Short problem: Reproduce all of the entries below, switching each "lamp post" to "streetlight" and leaving everything else unchanged.

Listed records:
—————

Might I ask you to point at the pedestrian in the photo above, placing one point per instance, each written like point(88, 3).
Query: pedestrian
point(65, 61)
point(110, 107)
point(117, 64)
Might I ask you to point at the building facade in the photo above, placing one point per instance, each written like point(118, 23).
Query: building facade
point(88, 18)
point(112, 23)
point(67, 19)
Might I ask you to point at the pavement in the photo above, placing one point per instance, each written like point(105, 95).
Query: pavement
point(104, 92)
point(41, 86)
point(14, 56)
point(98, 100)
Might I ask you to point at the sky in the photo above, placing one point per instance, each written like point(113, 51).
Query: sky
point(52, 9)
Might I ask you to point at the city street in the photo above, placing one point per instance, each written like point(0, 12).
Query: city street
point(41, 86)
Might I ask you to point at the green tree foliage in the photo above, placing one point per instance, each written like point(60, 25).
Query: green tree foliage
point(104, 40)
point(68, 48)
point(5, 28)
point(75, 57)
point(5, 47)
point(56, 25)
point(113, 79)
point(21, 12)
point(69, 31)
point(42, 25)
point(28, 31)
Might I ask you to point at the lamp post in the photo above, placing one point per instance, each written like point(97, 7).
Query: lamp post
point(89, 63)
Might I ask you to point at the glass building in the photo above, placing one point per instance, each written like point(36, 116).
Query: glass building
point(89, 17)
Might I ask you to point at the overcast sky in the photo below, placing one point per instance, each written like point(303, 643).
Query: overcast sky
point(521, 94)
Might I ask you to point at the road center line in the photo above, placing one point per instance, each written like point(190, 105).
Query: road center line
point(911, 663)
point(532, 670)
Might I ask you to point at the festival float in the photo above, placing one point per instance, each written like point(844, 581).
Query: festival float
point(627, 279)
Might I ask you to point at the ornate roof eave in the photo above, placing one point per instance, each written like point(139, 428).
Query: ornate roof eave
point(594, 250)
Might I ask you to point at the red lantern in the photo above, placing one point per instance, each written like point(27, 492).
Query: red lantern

—————

Reply:
Might I ask you to point at the pedestrian in the photo above, placing one point per instance, each written like point(88, 3).
Query: pedestrian
point(65, 61)
point(110, 107)
point(117, 64)
Might I ask you to point at the building facade in the photo above, placing one point per instance, each written like point(118, 23).
Query: building facade
point(88, 18)
point(112, 23)
point(67, 19)
Might I ask you to point at the pavement in the photo above, placing one point per instance, each written like point(105, 95).
Query: pavement
point(104, 92)
point(41, 86)
point(14, 56)
point(98, 100)
Might I ask you to point at the sky in the photo above, placing one point per instance, each written like point(113, 51).
Query: sky
point(52, 9)
Might I ask you to point at the city street in the photo above, placing one point per instance, each written like point(0, 12).
Query: city street
point(41, 86)
Might I ask you to point at the green tree foliage in the photo above, placing one point per instance, each written like point(60, 25).
Query: green tree foliage
point(104, 40)
point(68, 48)
point(5, 28)
point(75, 57)
point(5, 47)
point(56, 25)
point(113, 79)
point(21, 12)
point(69, 31)
point(42, 25)
point(28, 31)
Might I ask you to point at the streetlight in the photo above, placing one point per instance, each written like point(97, 7).
Query: streetlight
point(89, 63)
Might I ask you to point at the glass building in the photo above, placing one point per instance, each written like point(36, 116).
Query: glass building
point(89, 17)
Might I ask you to point at the overcast sky in the photo below, placing one point per instance, each written like point(303, 643).
Query: overcast sky
point(521, 94)
Might I ask you to point at the road center line in the photo above, placing one point per instance, each written like point(190, 105).
Query: road center line
point(911, 663)
point(532, 670)
Might I ask you to point at the festival float in the photo above, placing one point per instance, each written like point(844, 581).
Query: festival float
point(627, 279)
Might I ask you to point at the ornate roof eave in the photo above, placing one point per instance, each written like point(139, 428).
Query: ornate roof eave
point(594, 250)
Might I ask you to point at the red lantern in the photo above, placing one point per instance, each written like point(27, 492).
Query: red lantern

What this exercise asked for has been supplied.